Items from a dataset
Content starts

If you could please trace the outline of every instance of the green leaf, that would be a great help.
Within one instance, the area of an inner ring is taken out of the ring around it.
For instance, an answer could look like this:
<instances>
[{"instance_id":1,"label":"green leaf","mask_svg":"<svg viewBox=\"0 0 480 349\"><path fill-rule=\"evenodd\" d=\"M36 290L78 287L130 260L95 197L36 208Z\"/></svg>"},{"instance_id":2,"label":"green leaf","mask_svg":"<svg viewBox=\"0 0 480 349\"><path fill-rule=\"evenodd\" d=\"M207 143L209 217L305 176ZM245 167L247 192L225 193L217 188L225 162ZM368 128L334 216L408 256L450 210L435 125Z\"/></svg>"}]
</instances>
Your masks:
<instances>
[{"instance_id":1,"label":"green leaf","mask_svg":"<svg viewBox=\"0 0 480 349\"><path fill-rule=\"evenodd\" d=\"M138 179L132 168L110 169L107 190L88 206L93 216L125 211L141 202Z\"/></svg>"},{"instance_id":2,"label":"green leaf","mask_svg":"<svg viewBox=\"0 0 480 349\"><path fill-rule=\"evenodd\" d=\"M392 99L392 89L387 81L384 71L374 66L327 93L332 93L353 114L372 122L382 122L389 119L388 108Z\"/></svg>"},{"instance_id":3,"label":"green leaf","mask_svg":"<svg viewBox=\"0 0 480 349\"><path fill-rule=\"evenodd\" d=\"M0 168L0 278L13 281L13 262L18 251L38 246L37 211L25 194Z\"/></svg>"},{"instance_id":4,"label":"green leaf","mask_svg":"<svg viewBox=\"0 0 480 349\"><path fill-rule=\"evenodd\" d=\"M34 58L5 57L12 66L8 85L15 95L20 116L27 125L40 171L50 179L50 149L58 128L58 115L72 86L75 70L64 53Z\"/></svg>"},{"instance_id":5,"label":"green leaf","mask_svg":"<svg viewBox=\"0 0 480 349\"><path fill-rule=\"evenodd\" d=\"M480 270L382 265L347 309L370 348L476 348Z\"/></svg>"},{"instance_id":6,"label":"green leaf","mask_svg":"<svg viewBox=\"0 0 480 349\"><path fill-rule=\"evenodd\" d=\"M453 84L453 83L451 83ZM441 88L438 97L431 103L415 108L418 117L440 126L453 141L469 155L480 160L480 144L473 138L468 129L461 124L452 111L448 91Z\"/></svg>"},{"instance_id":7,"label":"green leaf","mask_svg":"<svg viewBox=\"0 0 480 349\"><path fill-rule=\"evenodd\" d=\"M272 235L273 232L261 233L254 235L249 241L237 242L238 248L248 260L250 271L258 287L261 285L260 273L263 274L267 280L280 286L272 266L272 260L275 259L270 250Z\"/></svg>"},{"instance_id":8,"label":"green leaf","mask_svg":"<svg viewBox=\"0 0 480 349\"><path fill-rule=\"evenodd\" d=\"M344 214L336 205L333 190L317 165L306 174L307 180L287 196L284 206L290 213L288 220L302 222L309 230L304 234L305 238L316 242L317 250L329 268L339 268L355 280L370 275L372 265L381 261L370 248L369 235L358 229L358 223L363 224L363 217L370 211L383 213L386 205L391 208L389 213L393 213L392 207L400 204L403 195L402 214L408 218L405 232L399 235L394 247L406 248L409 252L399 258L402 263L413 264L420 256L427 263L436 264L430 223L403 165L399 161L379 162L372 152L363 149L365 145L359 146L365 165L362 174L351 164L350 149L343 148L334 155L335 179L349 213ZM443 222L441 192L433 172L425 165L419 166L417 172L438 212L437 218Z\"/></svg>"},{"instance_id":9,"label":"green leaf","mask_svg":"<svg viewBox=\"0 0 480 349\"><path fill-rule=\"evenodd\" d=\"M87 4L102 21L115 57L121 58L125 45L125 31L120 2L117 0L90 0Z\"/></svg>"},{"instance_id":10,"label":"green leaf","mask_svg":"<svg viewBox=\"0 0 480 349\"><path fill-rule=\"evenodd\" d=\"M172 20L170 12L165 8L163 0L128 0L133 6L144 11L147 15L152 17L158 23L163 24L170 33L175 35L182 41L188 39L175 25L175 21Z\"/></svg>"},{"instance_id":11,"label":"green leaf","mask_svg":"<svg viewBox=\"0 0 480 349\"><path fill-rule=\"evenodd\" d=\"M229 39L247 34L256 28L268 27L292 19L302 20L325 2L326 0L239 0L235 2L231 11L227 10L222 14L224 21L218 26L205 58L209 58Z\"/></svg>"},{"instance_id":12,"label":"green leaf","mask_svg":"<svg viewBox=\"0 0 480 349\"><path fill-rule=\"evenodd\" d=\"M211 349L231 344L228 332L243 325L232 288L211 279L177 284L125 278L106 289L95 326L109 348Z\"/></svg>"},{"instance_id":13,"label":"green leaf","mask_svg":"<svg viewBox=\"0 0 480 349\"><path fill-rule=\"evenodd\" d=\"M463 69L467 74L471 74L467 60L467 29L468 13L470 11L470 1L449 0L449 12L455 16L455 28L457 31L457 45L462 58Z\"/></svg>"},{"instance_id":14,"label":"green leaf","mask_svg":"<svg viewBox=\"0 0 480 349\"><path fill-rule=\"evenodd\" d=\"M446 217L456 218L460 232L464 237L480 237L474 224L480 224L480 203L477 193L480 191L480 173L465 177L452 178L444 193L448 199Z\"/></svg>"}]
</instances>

Content ends
Content starts

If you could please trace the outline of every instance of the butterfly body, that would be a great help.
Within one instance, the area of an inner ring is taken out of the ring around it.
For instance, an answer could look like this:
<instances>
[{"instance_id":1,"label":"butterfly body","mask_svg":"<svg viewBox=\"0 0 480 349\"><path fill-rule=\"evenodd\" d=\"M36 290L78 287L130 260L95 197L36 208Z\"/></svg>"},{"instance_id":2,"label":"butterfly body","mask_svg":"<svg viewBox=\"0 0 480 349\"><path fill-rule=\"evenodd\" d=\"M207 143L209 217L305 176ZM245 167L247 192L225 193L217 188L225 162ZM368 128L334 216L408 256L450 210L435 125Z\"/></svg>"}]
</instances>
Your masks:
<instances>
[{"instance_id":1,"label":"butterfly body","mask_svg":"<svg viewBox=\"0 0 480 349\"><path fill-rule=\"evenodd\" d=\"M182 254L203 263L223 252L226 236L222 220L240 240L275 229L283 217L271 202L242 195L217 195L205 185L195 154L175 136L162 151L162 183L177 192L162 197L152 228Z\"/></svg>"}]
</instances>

Content ends
Content starts

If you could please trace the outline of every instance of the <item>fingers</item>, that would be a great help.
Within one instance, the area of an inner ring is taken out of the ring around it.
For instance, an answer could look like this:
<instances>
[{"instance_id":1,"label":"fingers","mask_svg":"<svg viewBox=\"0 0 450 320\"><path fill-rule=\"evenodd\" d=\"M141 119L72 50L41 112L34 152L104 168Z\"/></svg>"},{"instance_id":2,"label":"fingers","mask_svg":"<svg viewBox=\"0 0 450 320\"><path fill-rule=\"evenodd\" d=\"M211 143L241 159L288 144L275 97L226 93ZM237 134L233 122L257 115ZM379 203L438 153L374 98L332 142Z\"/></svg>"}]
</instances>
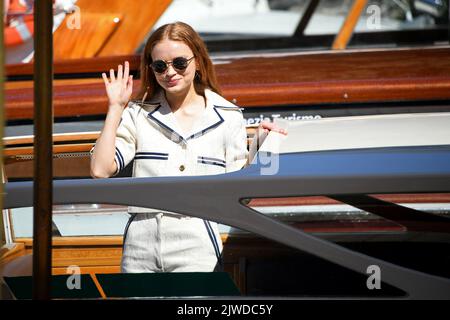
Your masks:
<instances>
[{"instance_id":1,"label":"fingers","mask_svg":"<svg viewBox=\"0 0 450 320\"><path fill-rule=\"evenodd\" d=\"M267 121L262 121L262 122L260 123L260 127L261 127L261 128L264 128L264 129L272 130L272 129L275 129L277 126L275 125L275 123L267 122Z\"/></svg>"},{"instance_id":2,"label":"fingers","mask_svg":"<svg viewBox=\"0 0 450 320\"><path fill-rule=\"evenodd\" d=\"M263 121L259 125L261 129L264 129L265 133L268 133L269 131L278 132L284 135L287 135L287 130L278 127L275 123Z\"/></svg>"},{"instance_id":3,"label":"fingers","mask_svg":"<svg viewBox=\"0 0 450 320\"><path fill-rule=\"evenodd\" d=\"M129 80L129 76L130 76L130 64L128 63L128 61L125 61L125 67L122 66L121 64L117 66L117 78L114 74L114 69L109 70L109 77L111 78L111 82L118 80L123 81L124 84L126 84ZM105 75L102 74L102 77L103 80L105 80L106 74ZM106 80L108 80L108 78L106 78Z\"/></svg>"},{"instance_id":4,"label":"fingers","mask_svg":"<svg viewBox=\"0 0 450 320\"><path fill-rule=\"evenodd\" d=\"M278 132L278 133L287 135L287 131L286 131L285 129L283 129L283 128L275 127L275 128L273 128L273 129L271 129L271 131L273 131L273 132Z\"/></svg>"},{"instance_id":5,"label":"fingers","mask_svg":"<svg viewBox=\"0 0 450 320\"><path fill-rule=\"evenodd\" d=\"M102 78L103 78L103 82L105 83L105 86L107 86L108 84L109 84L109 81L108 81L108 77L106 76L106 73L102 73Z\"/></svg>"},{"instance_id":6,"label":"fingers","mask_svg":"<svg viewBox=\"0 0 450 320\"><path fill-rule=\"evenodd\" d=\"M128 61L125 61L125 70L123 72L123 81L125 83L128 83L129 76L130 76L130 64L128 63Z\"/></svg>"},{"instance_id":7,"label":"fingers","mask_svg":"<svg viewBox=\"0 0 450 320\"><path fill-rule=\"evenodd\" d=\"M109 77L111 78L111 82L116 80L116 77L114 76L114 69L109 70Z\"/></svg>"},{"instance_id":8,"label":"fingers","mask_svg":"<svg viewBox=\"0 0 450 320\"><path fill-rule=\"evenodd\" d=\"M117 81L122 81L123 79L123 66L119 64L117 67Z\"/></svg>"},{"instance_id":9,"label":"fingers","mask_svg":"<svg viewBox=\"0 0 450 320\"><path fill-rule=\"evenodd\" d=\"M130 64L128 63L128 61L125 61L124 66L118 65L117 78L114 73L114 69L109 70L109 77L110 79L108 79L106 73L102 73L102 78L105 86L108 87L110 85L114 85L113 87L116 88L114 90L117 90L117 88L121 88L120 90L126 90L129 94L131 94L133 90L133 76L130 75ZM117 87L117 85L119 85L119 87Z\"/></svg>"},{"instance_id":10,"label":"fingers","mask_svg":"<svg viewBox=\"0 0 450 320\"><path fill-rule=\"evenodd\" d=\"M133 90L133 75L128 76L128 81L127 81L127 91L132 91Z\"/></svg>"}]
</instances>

Content ends

> _WORK TASK_
The number alone, please: how many lines in the data contain the string "great"?

> _TASK OUTPUT_
3